### Teks Bacaan
========================================

Dalam bukunya Prof. Dr. H. Haidar Putra Daulay yang berjudul Sejarah Pertumbuhan dan Pembaruan Pendidikan Islam di Indonesia, mengungkapkan beberapa landasan pengembangan IAIN menjadi UIN yang dianggap sebagai modal dasar adalah:
a)      Landasan filosofis dan konstitusional
Bangsa Indonesia yang menjadikan Pancasila dan Undang-undang Dasar 1945 sebagai pandangan hidup dan landasan filosofis, tepatnya tercantum pada sila pertama yang berbunyi Ketuhanan Yang Maha Esa dan pada pasal 29 sebagai bukti bahwa bangsa Indonesia adalah bangsa yang menjunjung ketuhanan dan agama sehingga menempatkannya pada posisi yang terhormat. Sehingga pemerintah Indonesia sebagai pihak yang mengambil keputusan harus mengimplikasikan landasan konstitusional dan filosofis ke dalam seluruh kebijakan.
b)   Sosiologis
Indonesia adalah negara yang memiliki banyak jumlah penduduknya dan Islam adalah agama yang paling banyak dianut oleh masyarakat Indonesia. Oleh karena itu, Indonesia adalah negara yang memiliki masyarakat yang religius dan menginginkan pelayanan beragama dalam beribadah maupun sosial kegamaan.
c)      Edukatif
Pendidikan agama di Indonesia sudah ada sejak lama seperti yang telah tercatat sejarah bahwa pendidikan diselenggarakan di mesjid, surau, meunasah, rangkang, dayah maupun pesantren. Selanjutnya mengalami perkembangan, pendidikan agama menjadi pendidikan yang tergolong ke dalam pendidikan formal.

========================================

### Data kotak berlabel
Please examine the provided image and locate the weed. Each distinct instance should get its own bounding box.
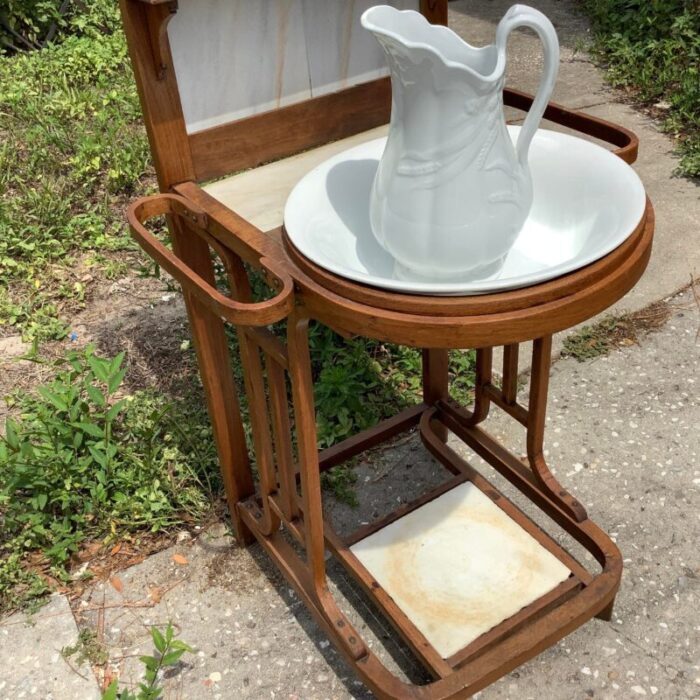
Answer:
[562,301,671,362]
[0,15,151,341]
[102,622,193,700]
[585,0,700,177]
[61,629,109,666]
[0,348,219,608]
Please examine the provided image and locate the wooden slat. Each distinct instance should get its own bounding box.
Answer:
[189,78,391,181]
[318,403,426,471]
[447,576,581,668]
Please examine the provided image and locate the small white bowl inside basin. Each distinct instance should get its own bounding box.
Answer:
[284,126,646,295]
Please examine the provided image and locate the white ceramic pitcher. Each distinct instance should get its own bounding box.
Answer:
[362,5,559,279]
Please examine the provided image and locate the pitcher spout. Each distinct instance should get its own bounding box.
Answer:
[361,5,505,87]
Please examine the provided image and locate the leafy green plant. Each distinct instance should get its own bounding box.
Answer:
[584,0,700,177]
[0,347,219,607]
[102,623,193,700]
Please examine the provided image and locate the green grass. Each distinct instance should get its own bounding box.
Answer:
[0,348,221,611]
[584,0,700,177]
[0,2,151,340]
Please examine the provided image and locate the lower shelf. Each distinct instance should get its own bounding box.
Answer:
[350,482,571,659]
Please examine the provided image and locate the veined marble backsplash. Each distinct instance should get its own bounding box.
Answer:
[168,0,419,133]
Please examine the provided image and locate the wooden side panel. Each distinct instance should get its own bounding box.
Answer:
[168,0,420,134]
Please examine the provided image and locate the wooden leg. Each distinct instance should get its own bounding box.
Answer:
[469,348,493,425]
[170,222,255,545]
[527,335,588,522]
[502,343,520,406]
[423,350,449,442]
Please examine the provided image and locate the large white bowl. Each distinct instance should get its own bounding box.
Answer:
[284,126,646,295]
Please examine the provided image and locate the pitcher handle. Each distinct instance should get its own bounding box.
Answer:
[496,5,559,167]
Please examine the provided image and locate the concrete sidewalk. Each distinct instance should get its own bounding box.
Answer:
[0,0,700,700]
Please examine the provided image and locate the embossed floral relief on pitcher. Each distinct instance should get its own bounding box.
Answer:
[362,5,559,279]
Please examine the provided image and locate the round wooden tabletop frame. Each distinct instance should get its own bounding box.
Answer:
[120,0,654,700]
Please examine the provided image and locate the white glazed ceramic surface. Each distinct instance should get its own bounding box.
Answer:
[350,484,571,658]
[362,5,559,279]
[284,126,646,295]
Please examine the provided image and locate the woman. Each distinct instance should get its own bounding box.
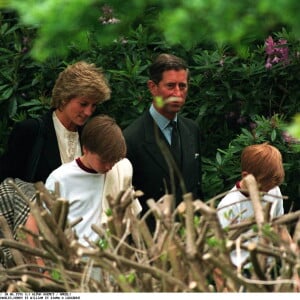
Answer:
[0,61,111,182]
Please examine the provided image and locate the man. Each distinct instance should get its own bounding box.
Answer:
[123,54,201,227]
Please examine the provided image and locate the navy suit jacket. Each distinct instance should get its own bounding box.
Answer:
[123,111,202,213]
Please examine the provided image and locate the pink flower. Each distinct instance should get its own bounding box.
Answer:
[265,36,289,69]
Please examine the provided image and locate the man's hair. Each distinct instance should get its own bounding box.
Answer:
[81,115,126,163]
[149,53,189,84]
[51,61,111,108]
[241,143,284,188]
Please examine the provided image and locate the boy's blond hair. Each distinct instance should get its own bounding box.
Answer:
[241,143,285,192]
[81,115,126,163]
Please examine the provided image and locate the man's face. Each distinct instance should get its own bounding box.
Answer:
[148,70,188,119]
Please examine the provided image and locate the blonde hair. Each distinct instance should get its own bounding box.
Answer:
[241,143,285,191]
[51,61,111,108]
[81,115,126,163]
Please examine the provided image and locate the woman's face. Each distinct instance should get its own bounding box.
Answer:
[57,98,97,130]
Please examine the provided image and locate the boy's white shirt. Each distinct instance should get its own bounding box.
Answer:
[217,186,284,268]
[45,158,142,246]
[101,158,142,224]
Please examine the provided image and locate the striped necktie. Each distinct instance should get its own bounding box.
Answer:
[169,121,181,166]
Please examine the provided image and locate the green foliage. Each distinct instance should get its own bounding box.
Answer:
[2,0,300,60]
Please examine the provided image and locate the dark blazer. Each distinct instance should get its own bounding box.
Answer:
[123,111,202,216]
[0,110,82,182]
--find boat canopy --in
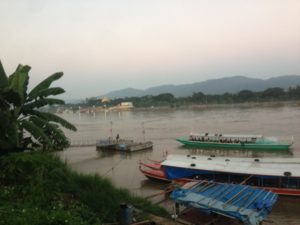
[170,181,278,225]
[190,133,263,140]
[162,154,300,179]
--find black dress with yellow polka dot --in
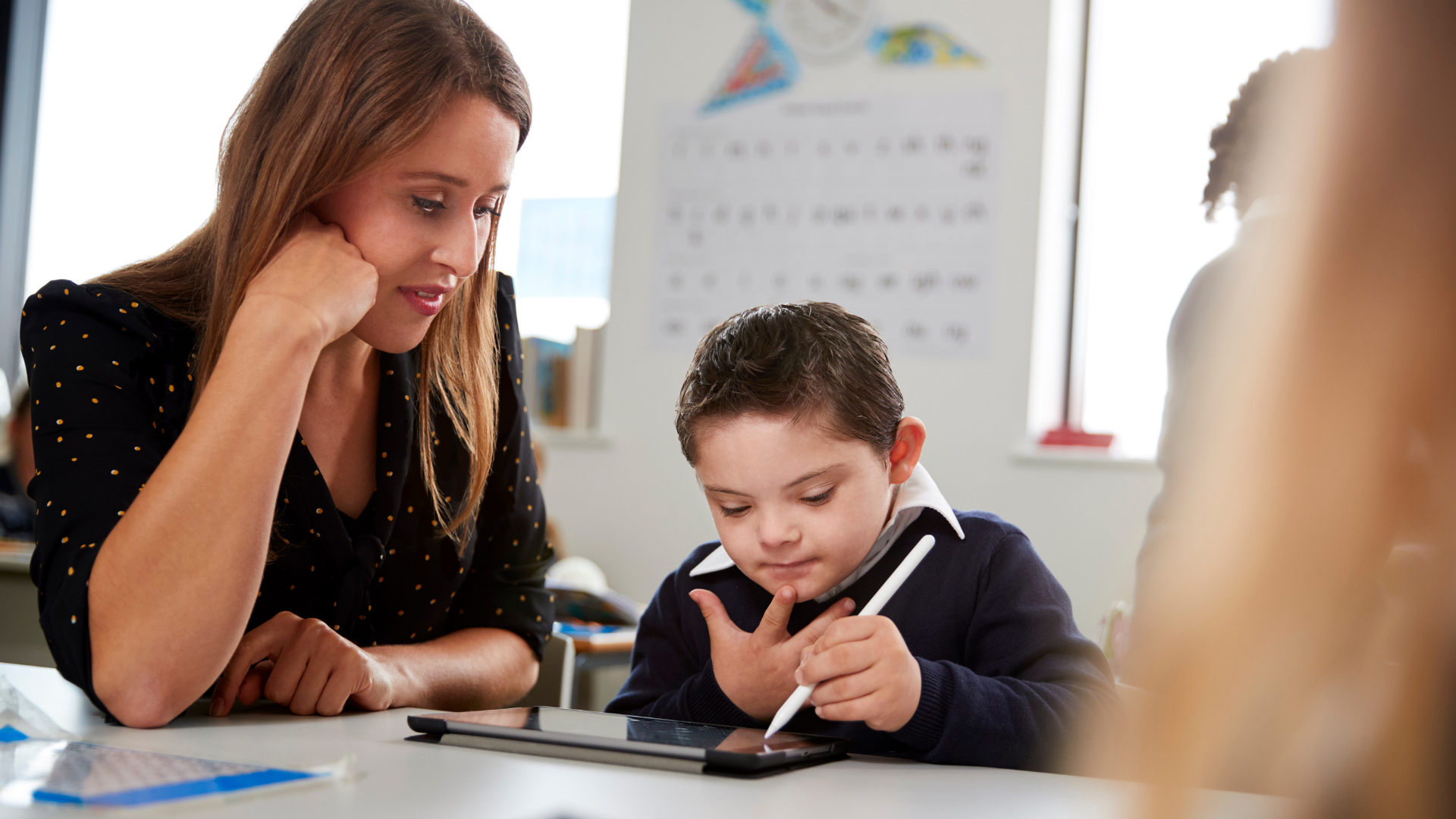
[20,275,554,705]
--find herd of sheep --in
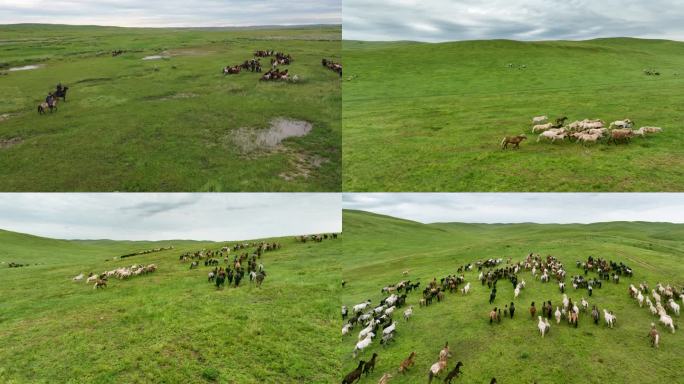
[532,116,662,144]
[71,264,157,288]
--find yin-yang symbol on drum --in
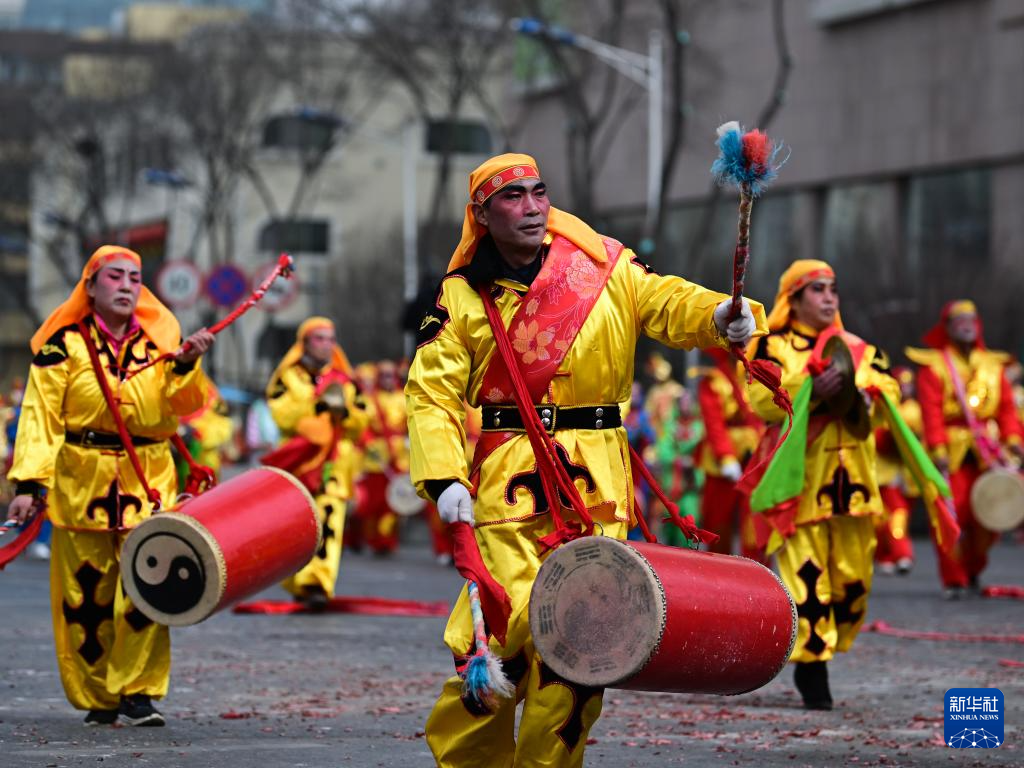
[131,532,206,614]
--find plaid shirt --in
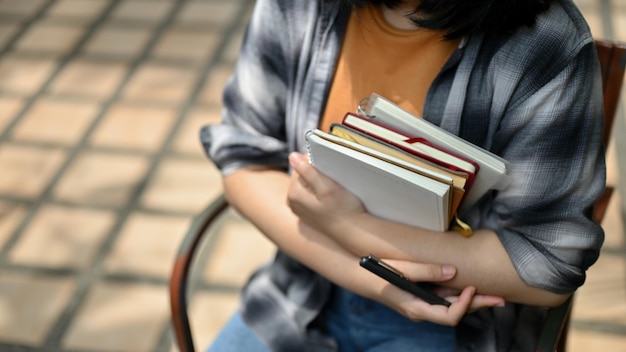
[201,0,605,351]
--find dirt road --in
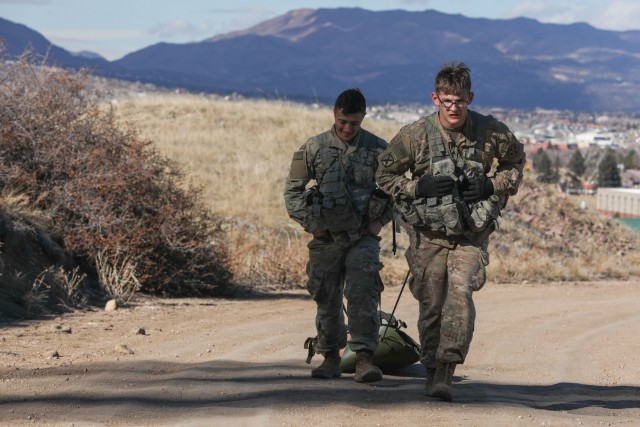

========================================

### Tugas Latihan
Salin lagi bagian teks tentang pengembangan IAIN menjadi UIN, mulai dari kata-kata "b)   Sosiologis" dan berhenti setelah "dalam pendidikan formal.", lalu ganti "pesantren" dengan "madrasah". Item-item di atas tidak diperlukan.

### Jawaban Latihan
b)   Sosiologis
Indonesia adalah negara yang memiliki banyak jumlah penduduknya dan Islam adalah agama yang paling banyak dianut oleh masyarakat Indonesia. Oleh karena itu, Indonesia adalah negara yang memiliki masyarakat yang religius dan menginginkan pelayanan beragama dalam beribadah maupun sosial kegamaan.
c)      Edukatif
Pendidikan agama di Indonesia sudah ada sejak lama seperti yang telah tercatat sejarah bahwa pendidikan diselenggarakan di mesjid, surau, meunasah, rangkang, dayah maupun madrasah. Selanjutnya mengalami perkembangan, pendidikan agama menjadi pendidikan yang tergolong ke dalam pendidikan formal.